Switch off your servers

Cloud is embracing scale and failure

Werner’s keynote — https://youtu.be/65unhiJNaok?t=2692

A few months ago, I went to AWS Summit London 2016. One of the takeaways for me was that the cloud is not only the ability to scale up, but also down.

And in particular, that you can shut down your servers. And you should if they are not used.

I knew the idea wasn’t strictly mine. What I didn’t know until I was preparing this post is that the idea came from Amazon’s CTO.

Take a look at the picture. Werner himself is telling us that you should switch off your servers when you go home.

When I got the office the following day, I suggested killing most of our development environments every night at 6:30 pm and start them again at 6:30 am.

And we implemented it.

And we’ve been shutting down servers at night, for the last six months, in many of our development environments.

And the experience has been overwhelmingly positive.

Evangelize#

However, every time I explain that we kill development every night, I face surprise and in many cases rejection.

For some time I couldn’t understand questions like “cannot you afford the cost?”, “have you considered spot instances?” or ”is it a good practice?”.

Now, when I hear those questions (and, believe me, I hear them a lot), I force myself to remember that yes, it is an obvious idea for me today. But for me it wasn’t obvious 6 months ago.

So I have decided that if I want to stop being considered a freak or a penny pincher, it is time to start explaining the advantages. If I want this to be considered a good practice, it’s better to speak publicly about it.

And if it is not a good practice, better to know quickly (so please comment)

Advantages#

Reduced cost

In terms of advantages, the most obvious one is cost. If you start shutting down dev at night and during the weekends, you may reduce your costs a lot. 5 days a week, 12 hours are 60 hours a week, instead of the 168.

60 vs 168.

So in terms of costs, you may reduce your compute costs quite a bit. Not 75% as Werner mentions. In our case it was like 25%. Which is not a minor issue.

But you implement the changes, and then your cloud expenses keeps going up because you use more resources. And in a few months time you are spending more.

Increased reliability

The other big advantage is reliability**.** For me this is the less obvious but bigger gain.

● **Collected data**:
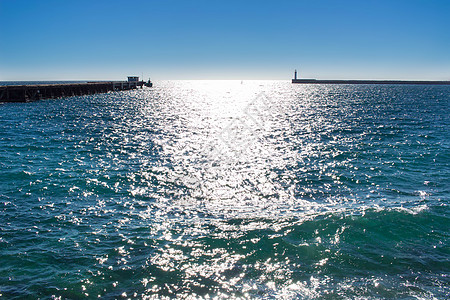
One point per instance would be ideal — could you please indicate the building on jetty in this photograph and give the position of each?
(28, 93)
(351, 81)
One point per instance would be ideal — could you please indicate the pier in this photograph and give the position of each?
(28, 93)
(351, 81)
(321, 81)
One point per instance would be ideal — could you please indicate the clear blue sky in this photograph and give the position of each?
(171, 39)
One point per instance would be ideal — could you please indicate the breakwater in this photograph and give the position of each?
(332, 81)
(27, 93)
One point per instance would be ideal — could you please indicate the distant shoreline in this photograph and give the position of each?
(333, 81)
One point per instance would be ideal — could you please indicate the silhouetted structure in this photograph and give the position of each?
(27, 93)
(351, 81)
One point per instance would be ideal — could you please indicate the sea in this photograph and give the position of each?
(228, 190)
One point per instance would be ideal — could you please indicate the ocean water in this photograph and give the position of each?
(228, 189)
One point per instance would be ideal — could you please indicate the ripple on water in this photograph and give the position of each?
(255, 190)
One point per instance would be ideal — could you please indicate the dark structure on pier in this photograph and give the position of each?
(332, 81)
(26, 93)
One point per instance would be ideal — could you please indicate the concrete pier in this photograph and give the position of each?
(28, 93)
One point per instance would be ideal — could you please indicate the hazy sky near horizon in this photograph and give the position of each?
(324, 39)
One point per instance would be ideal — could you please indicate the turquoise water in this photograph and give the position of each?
(254, 189)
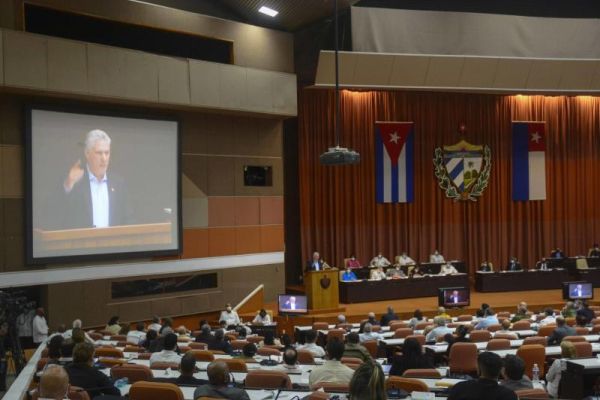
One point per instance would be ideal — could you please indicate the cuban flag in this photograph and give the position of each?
(529, 161)
(394, 154)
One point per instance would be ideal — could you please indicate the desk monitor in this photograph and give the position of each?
(454, 297)
(292, 304)
(578, 290)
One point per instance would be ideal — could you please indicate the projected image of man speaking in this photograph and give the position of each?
(95, 197)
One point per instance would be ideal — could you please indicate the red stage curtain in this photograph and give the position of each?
(339, 215)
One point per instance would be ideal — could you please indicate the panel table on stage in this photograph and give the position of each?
(390, 289)
(522, 280)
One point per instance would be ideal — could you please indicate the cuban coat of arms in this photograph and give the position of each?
(462, 169)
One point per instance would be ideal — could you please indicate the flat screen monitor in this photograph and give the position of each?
(101, 185)
(293, 304)
(578, 290)
(454, 297)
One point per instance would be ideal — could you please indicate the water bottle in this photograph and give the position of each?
(535, 372)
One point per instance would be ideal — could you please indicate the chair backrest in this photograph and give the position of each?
(583, 349)
(532, 354)
(402, 332)
(431, 373)
(536, 340)
(463, 358)
(532, 394)
(498, 344)
(266, 379)
(154, 391)
(372, 346)
(305, 357)
(480, 336)
(235, 364)
(408, 384)
(133, 372)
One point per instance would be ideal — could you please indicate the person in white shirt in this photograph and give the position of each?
(311, 338)
(262, 318)
(368, 334)
(436, 257)
(40, 327)
(380, 261)
(138, 335)
(405, 260)
(168, 355)
(448, 269)
(230, 316)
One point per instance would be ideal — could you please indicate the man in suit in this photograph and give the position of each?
(93, 198)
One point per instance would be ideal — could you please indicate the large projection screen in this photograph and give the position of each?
(101, 186)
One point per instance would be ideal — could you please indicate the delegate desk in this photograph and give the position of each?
(515, 281)
(390, 289)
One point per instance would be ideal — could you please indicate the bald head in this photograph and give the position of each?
(54, 383)
(218, 373)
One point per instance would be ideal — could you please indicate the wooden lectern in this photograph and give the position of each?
(322, 289)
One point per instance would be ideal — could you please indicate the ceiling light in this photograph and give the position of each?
(269, 11)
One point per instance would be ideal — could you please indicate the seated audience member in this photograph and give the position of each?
(489, 318)
(417, 318)
(155, 325)
(390, 315)
(567, 351)
(562, 330)
(137, 335)
(354, 349)
(169, 353)
(486, 266)
(405, 260)
(310, 345)
(348, 275)
(229, 316)
(514, 374)
(368, 334)
(113, 326)
(448, 269)
(368, 383)
(486, 386)
(332, 370)
(54, 383)
(352, 262)
(83, 374)
(436, 257)
(377, 274)
(218, 384)
(220, 342)
(290, 362)
(379, 261)
(412, 357)
(514, 265)
(439, 330)
(549, 317)
(395, 273)
(262, 318)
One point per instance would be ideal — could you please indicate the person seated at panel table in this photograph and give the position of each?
(557, 253)
(447, 269)
(436, 257)
(348, 275)
(395, 273)
(377, 274)
(594, 251)
(514, 265)
(379, 261)
(486, 266)
(405, 260)
(353, 262)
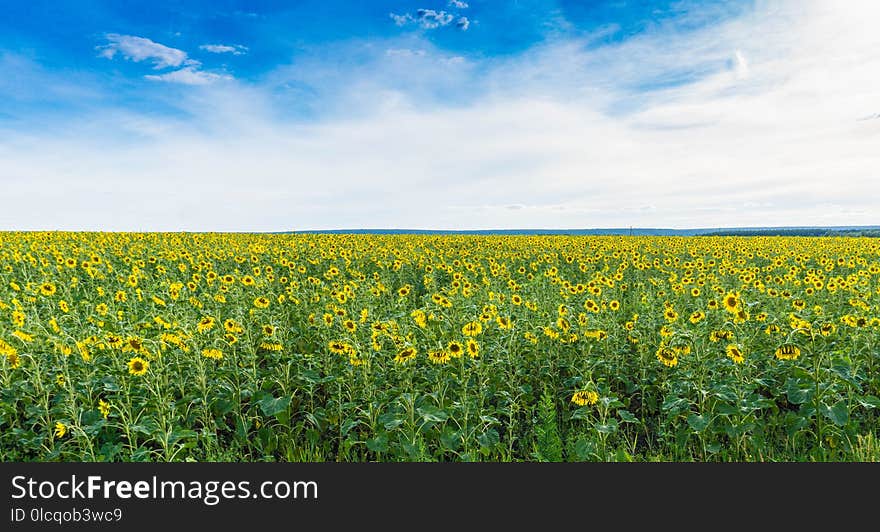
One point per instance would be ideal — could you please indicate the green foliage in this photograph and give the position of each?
(548, 443)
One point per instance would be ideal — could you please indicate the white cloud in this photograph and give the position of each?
(235, 49)
(139, 49)
(189, 76)
(756, 121)
(430, 19)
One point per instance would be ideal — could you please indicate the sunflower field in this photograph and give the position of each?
(308, 347)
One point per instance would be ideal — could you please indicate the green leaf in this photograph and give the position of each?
(797, 396)
(607, 428)
(583, 412)
(451, 439)
(379, 444)
(698, 422)
(838, 414)
(869, 401)
(271, 406)
(432, 413)
(489, 439)
(181, 434)
(391, 420)
(725, 409)
(348, 425)
(627, 417)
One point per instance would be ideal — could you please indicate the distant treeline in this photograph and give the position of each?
(798, 232)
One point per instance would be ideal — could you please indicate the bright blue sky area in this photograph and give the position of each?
(270, 116)
(51, 49)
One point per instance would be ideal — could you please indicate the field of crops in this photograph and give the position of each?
(241, 347)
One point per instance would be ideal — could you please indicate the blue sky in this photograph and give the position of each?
(436, 114)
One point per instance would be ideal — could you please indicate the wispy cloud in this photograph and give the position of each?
(430, 19)
(235, 49)
(749, 121)
(139, 49)
(189, 76)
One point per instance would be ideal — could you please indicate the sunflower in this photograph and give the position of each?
(138, 366)
(104, 408)
(455, 349)
(405, 355)
(48, 289)
(205, 324)
(667, 356)
(337, 348)
(722, 334)
(472, 328)
(787, 352)
(585, 397)
(735, 353)
(731, 302)
(473, 348)
(439, 356)
(214, 354)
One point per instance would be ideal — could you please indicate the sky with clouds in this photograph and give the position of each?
(274, 116)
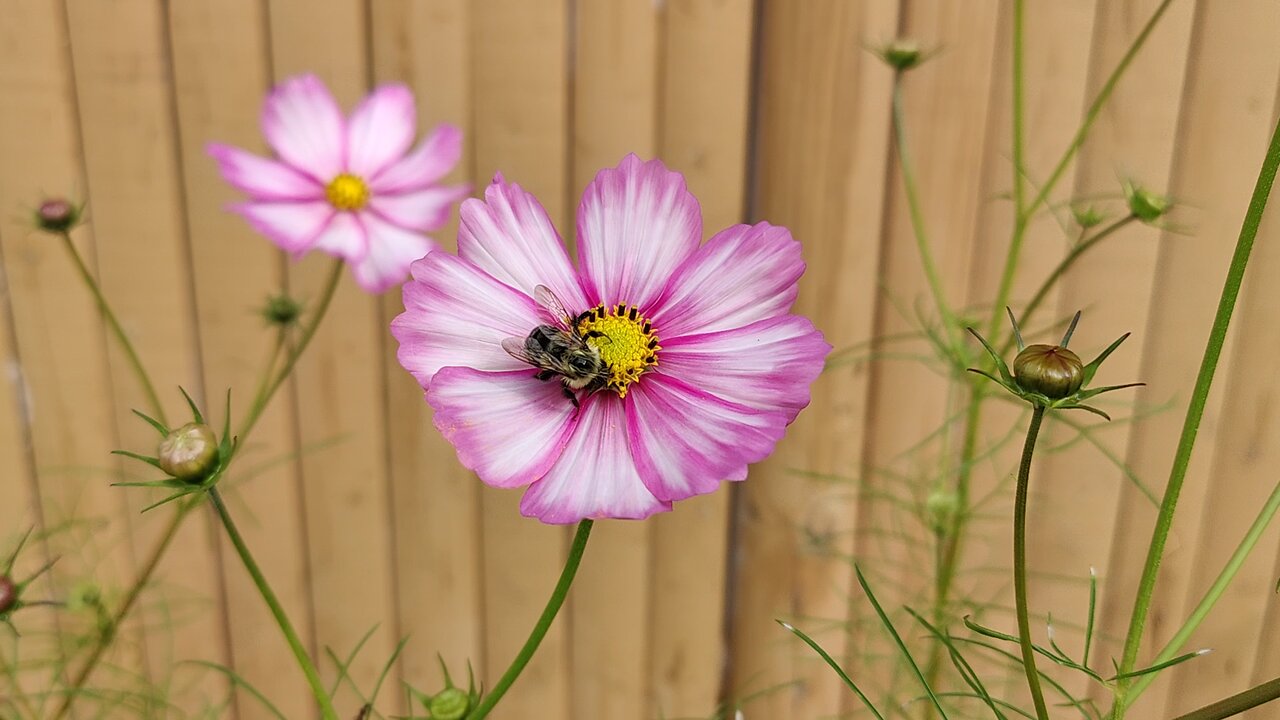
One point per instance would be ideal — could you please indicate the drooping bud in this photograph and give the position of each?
(282, 310)
(56, 215)
(1144, 204)
(1051, 370)
(188, 452)
(8, 593)
(901, 54)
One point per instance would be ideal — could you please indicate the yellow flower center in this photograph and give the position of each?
(347, 192)
(626, 342)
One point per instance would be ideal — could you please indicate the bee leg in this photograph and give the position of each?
(571, 396)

● **WHAT IS REQUIRED**:
Please say how much the author's team actually cut its compute costs, according to the post about switching off servers. The records aren't needed here.

● **CORRECT RESULT**:
About 25%.